» Exercise task
Every line of the records must be repeated exactly; pictures stay out.

» Data records

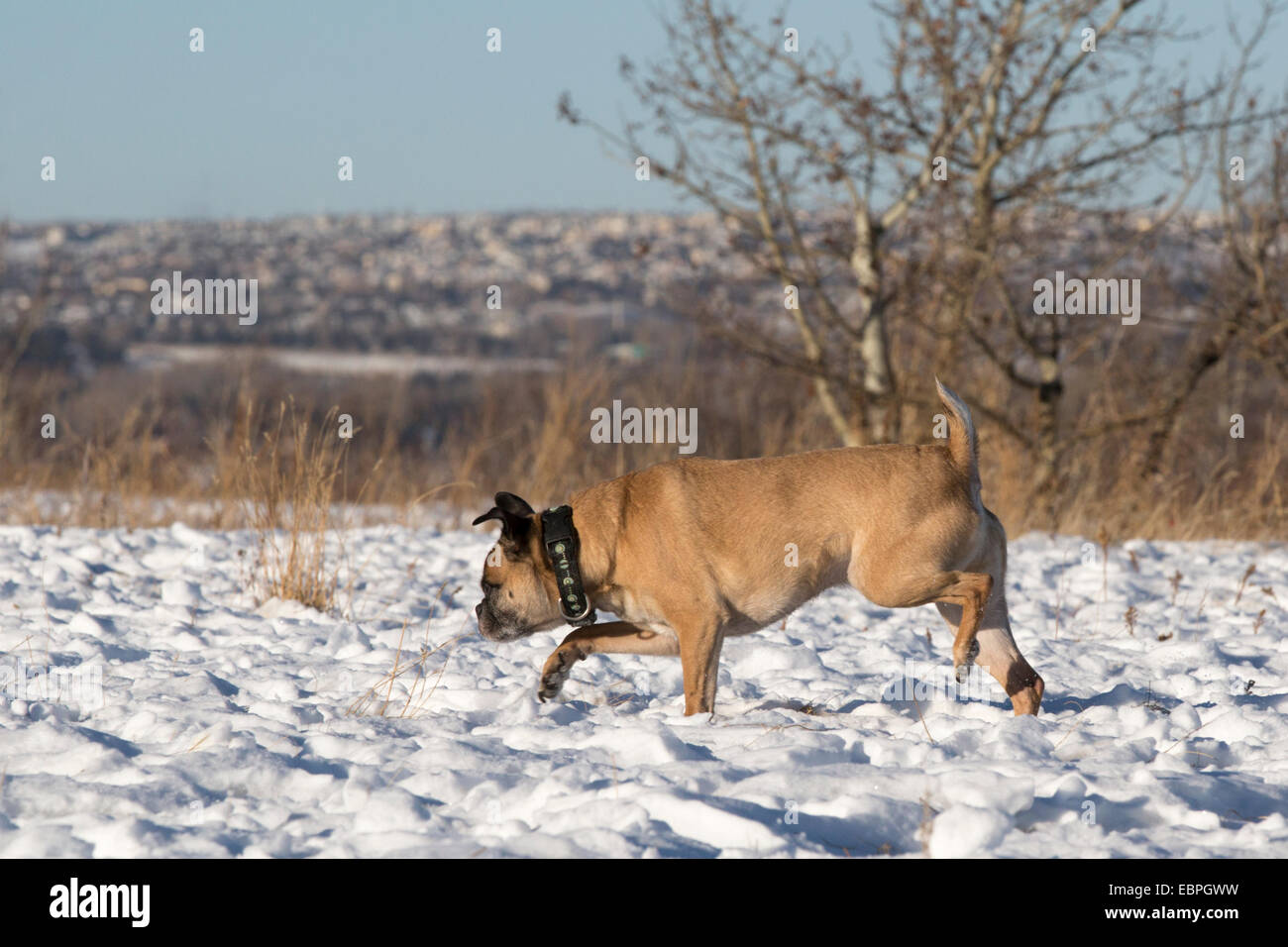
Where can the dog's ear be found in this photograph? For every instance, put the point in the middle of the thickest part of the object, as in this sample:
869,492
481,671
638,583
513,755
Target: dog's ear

» The output
Where can the dog's ear be found in this photograph? For every instance, put the point in the middle of the thickest part of the object, as in this sample:
869,492
481,671
638,583
513,755
Target: dog's ear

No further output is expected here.